WORK TO BE COMPLETED
Rewrite the material below, substituting "marker" for every instance of "keypoint" and leaving everything else unchanged.

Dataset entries
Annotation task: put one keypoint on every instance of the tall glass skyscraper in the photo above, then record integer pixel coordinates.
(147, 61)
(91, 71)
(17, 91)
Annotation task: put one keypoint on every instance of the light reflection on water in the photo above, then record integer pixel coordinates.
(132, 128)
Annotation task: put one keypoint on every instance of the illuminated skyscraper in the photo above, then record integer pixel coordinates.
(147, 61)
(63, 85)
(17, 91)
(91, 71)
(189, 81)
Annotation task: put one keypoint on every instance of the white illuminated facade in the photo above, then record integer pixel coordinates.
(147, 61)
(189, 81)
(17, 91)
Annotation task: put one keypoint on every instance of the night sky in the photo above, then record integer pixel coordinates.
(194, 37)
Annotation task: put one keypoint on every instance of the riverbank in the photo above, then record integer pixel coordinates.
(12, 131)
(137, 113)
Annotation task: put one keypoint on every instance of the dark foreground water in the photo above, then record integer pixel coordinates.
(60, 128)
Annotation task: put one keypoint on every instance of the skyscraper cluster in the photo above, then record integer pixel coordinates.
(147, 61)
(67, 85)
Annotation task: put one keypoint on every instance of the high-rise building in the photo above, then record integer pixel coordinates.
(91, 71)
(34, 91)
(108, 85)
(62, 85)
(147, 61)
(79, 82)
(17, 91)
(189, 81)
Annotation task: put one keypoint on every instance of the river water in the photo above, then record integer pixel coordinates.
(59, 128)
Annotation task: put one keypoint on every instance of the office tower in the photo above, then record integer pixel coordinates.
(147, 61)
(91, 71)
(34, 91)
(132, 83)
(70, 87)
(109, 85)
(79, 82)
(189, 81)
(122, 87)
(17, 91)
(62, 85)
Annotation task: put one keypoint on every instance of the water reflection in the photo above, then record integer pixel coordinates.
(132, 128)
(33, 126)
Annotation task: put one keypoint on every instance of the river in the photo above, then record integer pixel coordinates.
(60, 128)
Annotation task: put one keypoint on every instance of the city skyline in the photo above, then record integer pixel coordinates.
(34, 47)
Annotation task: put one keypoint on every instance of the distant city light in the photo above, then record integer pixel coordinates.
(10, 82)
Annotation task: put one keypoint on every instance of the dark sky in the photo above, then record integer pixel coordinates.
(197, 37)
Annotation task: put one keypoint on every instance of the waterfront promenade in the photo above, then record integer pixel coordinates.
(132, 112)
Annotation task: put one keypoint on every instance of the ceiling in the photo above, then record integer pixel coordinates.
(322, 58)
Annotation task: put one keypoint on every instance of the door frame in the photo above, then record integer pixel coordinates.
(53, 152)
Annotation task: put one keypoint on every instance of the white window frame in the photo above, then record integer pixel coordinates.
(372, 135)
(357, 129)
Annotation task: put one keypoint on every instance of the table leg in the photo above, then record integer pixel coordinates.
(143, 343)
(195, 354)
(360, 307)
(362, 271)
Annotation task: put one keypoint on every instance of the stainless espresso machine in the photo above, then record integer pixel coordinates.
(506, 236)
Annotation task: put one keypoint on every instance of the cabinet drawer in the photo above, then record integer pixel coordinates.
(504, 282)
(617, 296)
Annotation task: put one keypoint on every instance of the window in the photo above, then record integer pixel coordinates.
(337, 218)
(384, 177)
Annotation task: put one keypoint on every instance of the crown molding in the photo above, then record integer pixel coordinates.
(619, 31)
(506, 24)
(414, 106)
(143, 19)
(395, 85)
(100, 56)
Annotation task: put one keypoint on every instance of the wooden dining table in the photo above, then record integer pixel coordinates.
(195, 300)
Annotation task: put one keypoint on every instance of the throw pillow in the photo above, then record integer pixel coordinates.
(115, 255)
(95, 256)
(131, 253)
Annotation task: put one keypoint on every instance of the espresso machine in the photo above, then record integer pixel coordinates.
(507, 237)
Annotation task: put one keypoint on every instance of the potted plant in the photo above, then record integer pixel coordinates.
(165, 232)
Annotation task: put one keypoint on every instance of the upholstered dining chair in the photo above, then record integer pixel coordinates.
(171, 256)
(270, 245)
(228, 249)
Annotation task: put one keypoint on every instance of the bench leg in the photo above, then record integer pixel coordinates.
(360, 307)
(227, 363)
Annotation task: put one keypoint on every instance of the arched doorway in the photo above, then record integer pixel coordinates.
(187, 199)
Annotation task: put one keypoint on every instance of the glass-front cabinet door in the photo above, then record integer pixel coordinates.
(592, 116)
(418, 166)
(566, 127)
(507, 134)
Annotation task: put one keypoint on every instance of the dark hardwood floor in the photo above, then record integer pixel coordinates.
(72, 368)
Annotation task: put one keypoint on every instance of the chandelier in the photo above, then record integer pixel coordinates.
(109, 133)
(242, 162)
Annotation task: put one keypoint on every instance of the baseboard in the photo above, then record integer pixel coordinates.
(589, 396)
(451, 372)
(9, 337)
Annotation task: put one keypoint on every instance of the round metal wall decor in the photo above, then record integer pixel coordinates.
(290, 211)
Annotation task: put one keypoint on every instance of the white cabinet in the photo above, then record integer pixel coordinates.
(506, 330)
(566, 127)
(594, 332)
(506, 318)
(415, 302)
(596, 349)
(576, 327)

COMPLETE RESPONSE
Annotation task: put one marker on every instance of the tall glass skyscraper in the photo above, then record integer pixel coordinates.
(147, 61)
(91, 71)
(17, 91)
Annotation task: put one marker on every instance of the light reflection on water in the photo above, then record integer pixel coordinates.
(132, 128)
Annotation task: put one marker on every instance of the illuminated skyscraper in the photo above, then record integer pixel coordinates.
(147, 61)
(63, 85)
(17, 91)
(91, 71)
(189, 81)
Annotation task: put one marker on every instance of the white illuminated facade in the photo above, then record integer pixel coordinates.
(147, 61)
(189, 81)
(17, 91)
Annotation task: put one marker on every instance of the night sky in the photo above, then record integer pixel coordinates.
(194, 37)
Annotation task: put one marker on every instance of the riverbank in the photo above, then record integer pixel coordinates.
(12, 131)
(137, 113)
Annotation task: put one marker on every instance of the dark foreground water in the photo above, then record integer pixel coordinates.
(60, 128)
Annotation task: put one marker on every instance of the skyscraper cluster in the photo above, then record integer pixel coordinates.
(147, 61)
(67, 85)
Annotation task: put one marker on every instance of the high-rise building in the photo above, then record integer pixel coordinates.
(91, 71)
(34, 91)
(108, 85)
(62, 85)
(147, 61)
(79, 82)
(17, 91)
(189, 81)
Annotation task: put one marker on every instance of the river water in the photo above, then record integer pixel coordinates.
(59, 128)
Annotation task: put one marker on every instance of the office tower in the photo above, then record integer pixel coordinates.
(147, 61)
(91, 71)
(34, 91)
(132, 83)
(70, 87)
(109, 85)
(79, 82)
(189, 81)
(122, 87)
(17, 91)
(62, 85)
Annotation task: put one marker on every instance of the water reflection in the photo above, then record integer pixel coordinates.
(132, 128)
(33, 126)
Annotation task: put one marker on every instance of the river in the photo above, then record integer pixel coordinates.
(60, 128)
Annotation task: put one marker on every instance of the city skyline in the photo above, then record integer pixel coordinates.
(34, 47)
Annotation task: put one marker on every instance of the distant city light in the photo above, then record integer pixel coordinates.
(10, 82)
Annotation task: put one marker on every instance of the dark sky in the photo above, then record integer pixel coordinates.
(197, 37)
Annotation task: put one marker on every instance of the waterfront promenade in the photo above, then record integer pixel coordinates.
(132, 112)
Annotation task: put one marker on every instance of the ceiling in the photo above, then record integer pixel coordinates.
(322, 58)
Annotation task: put one marker on every instance of the door frame in the photo above, then record integer pixel coordinates.
(53, 152)
Annotation task: put one marker on every instance of the white window frame in the photo above, then record integer pixel coordinates.
(372, 135)
(357, 129)
Annotation task: put one marker on every instance of the table leg in the photo above, then record integer pixel coordinates.
(143, 343)
(195, 354)
(360, 307)
(362, 271)
Annotation task: put one marker on every instance of the stainless espresso machine in the photo above, then record integer pixel coordinates.
(506, 236)
Annotation task: put one marker on every instance of the cabinet drawer in the photo above, then record integer pixel coordinates.
(504, 282)
(617, 296)
Annotation task: put one marker on every instance of the window in the photo above, then record integer pixel coordinates.
(337, 218)
(384, 177)
Annotation task: put one marker on every instance of the crown molding in the photo above, then record integer pixel coordinates.
(619, 31)
(506, 24)
(414, 106)
(143, 19)
(395, 85)
(100, 56)
Annotation task: put one marker on every instance of the wooden dining table in the photo above, then record integer pixel coordinates.
(195, 300)
Annotation task: put one marker on every instance of the throw pillow in the photo above, then record integer pixel coordinates.
(115, 255)
(95, 256)
(131, 253)
Annotation task: put one marker on every instance of the espresso machine in the photo above, then record integer pixel coordinates.
(507, 237)
Annotation task: put one marker on every instance of the potted plant in the photo above, then record integer pixel coordinates.
(165, 232)
Annotation task: put one marker on every instance of the upholstered dining chair in the photo above, then record integer pixel coordinates.
(171, 256)
(270, 245)
(228, 249)
Annotation task: put one marker on every instance of the bench leg in the photo above, then record integer pixel coordinates.
(360, 307)
(227, 363)
Annotation task: put one marker on every instance of the arched doorway in the photo above, then record integer pixel coordinates.
(187, 199)
Annotation task: put one marker on every instance of the glass-front cabinet door in the photo above, then record integer pixel coordinates.
(592, 116)
(418, 166)
(566, 127)
(507, 134)
Annotation task: put one marker on every instance of the dark hardwood floor in the photo above, then record integer pixel coordinates.
(72, 368)
Annotation task: put one marker on every instance of the chandelier in the photo above, then record integer pixel coordinates.
(109, 133)
(242, 162)
Annotation task: put one marker on every instance of the baseboard in the photo above, then record integer pixel coordinates.
(589, 396)
(451, 372)
(9, 337)
Annotation task: put one marker on every instance of the round metal wall decor in the photo above, then record integer pixel coordinates.
(290, 211)
Annotation task: put one marker on every instance of the white cabinet in the photo above, then record integer pixel coordinates.
(506, 330)
(566, 127)
(594, 332)
(506, 318)
(415, 302)
(596, 349)
(576, 327)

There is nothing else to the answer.